## AANGELEVERDE GEGEVENS:
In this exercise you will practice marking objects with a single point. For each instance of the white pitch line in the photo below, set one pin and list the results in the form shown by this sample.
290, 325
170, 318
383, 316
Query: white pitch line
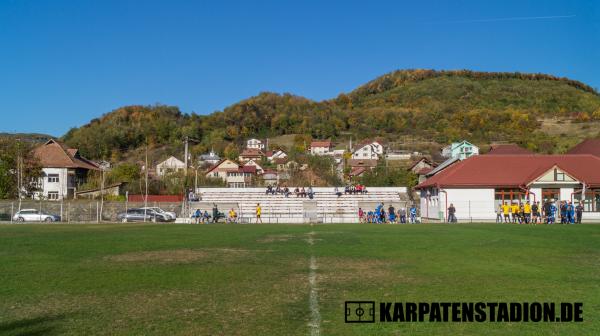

## OPDRACHTBESCHRIJVING:
Kun je alle regels van de lijst hierboven woordelijk overschrijven en daarbij de afbeeldingen weglaten?

## UITKOMST HIERONDER:
In this exercise you will practice marking objects with a single point. For each instance of the white pitch line in the photo below, set one pin and list the results in the form shown by this sample.
290, 325
170, 318
383, 316
Query: white pitch line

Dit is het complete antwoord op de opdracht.